- Given exercise
Update the lines running from the line with "instance of metal" up to and including the line with "68,72,973,972": reproduce only those lines, with every "comma-separated" changed to "comma-delimited" and everything else unchanged.
##########
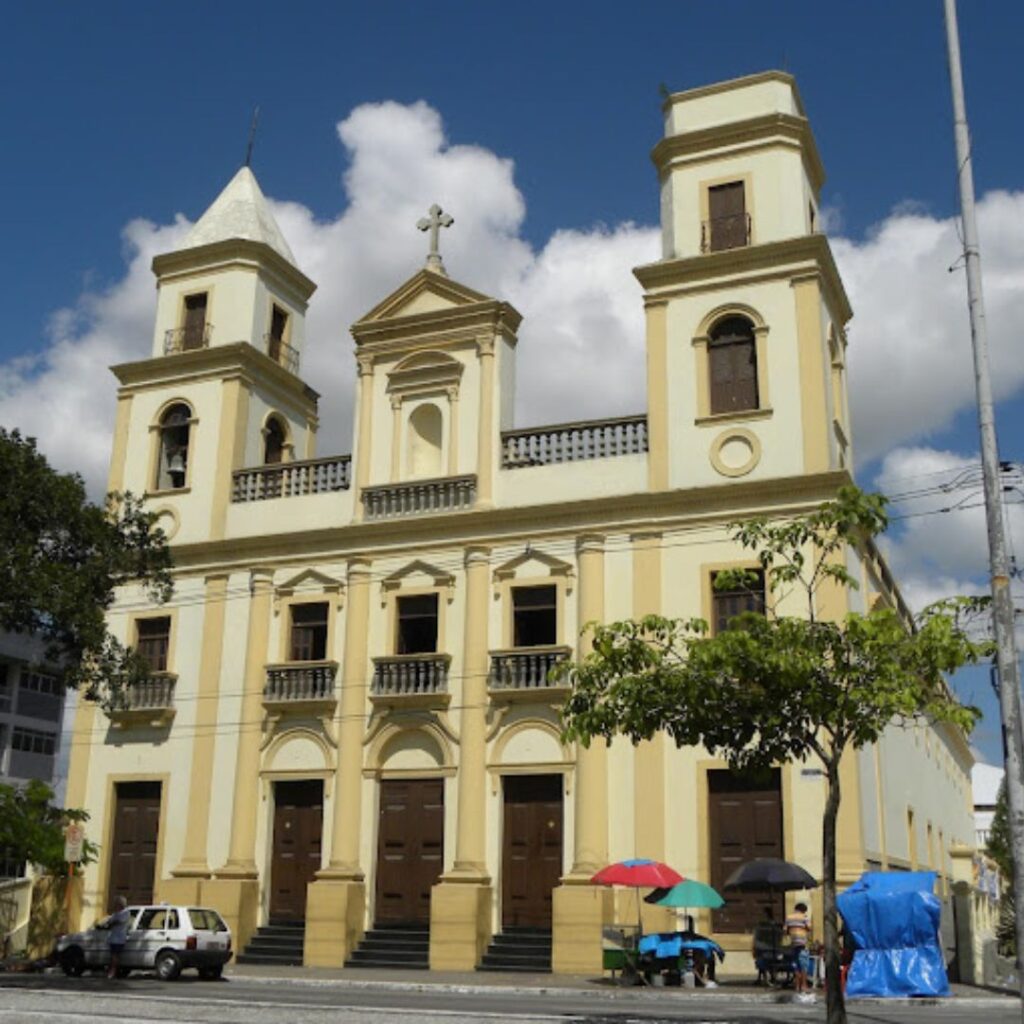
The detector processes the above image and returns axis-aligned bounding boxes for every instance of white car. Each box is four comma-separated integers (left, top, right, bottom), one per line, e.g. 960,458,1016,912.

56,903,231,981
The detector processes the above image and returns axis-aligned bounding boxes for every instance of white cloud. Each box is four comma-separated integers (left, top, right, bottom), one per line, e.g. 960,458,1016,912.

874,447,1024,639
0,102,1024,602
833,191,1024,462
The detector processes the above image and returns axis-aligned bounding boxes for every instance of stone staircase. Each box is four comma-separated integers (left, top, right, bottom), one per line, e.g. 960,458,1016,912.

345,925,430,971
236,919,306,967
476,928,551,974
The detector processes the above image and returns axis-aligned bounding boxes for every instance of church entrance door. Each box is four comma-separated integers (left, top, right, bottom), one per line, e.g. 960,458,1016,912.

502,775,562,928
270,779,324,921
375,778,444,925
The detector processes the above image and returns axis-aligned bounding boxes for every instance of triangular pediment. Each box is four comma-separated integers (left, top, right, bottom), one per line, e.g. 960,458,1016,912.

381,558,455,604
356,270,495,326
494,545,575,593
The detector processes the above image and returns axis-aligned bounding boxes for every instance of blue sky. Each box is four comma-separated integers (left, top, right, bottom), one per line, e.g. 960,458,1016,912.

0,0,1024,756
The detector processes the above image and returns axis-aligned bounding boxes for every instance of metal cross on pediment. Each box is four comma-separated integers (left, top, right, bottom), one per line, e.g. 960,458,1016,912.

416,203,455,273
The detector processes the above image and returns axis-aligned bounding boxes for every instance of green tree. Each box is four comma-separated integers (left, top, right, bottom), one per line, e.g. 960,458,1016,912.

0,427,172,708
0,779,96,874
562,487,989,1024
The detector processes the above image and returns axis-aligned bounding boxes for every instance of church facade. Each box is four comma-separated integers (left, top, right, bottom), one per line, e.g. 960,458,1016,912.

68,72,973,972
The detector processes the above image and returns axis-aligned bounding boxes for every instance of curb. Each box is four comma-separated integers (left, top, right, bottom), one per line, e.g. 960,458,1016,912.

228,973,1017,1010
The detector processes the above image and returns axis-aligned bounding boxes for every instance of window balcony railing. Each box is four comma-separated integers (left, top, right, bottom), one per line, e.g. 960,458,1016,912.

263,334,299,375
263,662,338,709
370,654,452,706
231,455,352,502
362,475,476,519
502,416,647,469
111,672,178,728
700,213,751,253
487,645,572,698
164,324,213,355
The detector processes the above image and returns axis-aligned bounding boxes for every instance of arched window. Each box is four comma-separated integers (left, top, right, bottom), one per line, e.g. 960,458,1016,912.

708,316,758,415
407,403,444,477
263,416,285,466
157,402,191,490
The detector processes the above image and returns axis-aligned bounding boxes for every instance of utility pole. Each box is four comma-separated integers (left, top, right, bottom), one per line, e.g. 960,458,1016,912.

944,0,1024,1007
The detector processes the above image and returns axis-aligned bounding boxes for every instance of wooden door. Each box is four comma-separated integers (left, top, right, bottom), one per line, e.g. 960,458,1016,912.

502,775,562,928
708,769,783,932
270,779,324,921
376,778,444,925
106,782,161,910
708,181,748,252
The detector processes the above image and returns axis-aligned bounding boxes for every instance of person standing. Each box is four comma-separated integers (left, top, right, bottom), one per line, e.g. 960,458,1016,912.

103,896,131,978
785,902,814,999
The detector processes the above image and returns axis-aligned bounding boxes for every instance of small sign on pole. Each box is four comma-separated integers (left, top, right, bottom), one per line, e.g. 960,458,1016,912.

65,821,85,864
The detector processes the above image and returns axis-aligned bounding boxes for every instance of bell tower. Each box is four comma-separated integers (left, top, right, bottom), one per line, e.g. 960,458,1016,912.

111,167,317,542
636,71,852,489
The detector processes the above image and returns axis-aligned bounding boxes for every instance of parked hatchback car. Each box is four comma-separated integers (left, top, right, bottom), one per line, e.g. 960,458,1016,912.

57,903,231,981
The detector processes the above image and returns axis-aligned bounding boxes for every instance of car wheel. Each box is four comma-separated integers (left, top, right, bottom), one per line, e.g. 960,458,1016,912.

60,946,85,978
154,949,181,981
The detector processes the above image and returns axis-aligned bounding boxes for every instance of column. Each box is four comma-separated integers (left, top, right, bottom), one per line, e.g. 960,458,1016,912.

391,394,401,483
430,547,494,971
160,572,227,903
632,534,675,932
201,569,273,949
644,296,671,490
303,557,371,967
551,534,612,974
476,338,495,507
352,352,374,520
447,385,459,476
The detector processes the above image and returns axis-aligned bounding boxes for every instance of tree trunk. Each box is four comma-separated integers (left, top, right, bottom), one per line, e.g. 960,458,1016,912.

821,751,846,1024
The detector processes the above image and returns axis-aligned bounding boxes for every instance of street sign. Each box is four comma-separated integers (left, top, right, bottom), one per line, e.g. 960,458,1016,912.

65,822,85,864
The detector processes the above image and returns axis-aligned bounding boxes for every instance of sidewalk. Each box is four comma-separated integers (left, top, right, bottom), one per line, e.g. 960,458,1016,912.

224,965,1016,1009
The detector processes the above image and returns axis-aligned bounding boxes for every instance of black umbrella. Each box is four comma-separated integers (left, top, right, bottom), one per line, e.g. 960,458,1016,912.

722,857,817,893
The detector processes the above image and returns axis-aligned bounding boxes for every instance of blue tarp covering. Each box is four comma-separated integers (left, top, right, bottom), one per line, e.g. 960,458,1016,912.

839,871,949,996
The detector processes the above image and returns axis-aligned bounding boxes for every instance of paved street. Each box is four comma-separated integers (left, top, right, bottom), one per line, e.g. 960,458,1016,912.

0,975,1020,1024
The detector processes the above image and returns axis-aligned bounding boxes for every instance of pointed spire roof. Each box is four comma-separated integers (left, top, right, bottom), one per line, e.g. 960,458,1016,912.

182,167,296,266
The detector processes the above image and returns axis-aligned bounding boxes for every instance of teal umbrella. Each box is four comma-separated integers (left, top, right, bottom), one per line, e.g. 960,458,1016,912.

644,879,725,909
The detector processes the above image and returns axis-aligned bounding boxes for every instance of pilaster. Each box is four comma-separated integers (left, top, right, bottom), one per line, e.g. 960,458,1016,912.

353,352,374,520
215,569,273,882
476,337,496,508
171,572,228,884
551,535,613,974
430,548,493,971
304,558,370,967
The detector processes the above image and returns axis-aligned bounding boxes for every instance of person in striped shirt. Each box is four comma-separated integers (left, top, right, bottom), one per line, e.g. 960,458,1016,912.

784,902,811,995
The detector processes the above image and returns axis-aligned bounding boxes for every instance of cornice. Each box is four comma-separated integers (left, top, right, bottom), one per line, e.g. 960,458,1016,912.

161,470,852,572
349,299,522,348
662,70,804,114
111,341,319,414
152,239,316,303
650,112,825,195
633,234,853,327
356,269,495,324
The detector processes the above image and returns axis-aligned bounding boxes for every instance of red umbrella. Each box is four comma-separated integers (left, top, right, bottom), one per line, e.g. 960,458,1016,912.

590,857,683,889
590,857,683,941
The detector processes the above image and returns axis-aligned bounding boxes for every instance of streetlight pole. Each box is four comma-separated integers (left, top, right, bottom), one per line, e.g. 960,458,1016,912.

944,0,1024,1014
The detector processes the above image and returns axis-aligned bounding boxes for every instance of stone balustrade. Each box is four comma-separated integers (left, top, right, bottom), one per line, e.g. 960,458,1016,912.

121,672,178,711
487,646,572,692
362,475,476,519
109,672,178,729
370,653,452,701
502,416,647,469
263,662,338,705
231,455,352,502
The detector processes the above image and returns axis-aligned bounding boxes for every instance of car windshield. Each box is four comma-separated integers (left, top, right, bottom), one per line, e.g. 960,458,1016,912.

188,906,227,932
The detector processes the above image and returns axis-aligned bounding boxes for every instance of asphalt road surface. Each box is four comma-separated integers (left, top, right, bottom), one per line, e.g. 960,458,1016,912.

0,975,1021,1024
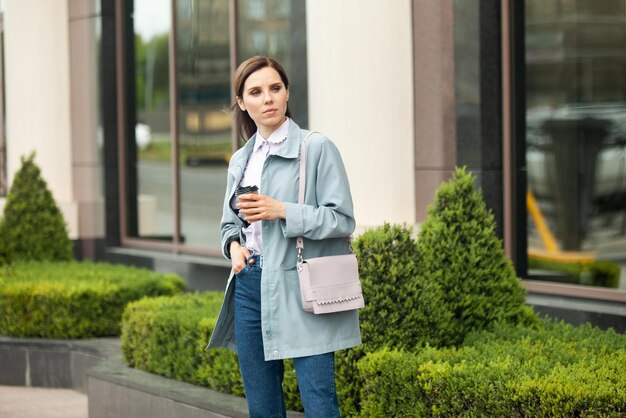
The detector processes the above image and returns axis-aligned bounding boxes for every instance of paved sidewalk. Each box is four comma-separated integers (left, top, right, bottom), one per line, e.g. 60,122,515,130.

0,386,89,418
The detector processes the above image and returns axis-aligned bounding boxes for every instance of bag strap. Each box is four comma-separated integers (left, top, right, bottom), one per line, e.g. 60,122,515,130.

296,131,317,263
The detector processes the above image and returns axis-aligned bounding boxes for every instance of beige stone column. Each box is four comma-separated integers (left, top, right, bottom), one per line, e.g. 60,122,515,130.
##########
- In response
The detector processes the above image and returns axis-aligned bounding boxes for every instance of metal cross on pediment. Each box is four comma-delimited integers (left, top, right, bottom), one per line, e.g. 960,458,1016,912.

416,203,455,273
The detector processes the above image and returns axis-aligned bounding boxes for every instance of green tree. Each box is four comma-delimited integers (left, top, right, bottom), one per line, e.g. 960,458,1016,912.

0,427,172,708
0,779,96,874
562,487,989,1024
The detector processes the above image and returns axis-aligned bounding boxes for every instance of church facade. Each box is four comma-delimited integers (left, top, right, bottom), one per line, e.g. 960,458,1016,912.

68,72,973,972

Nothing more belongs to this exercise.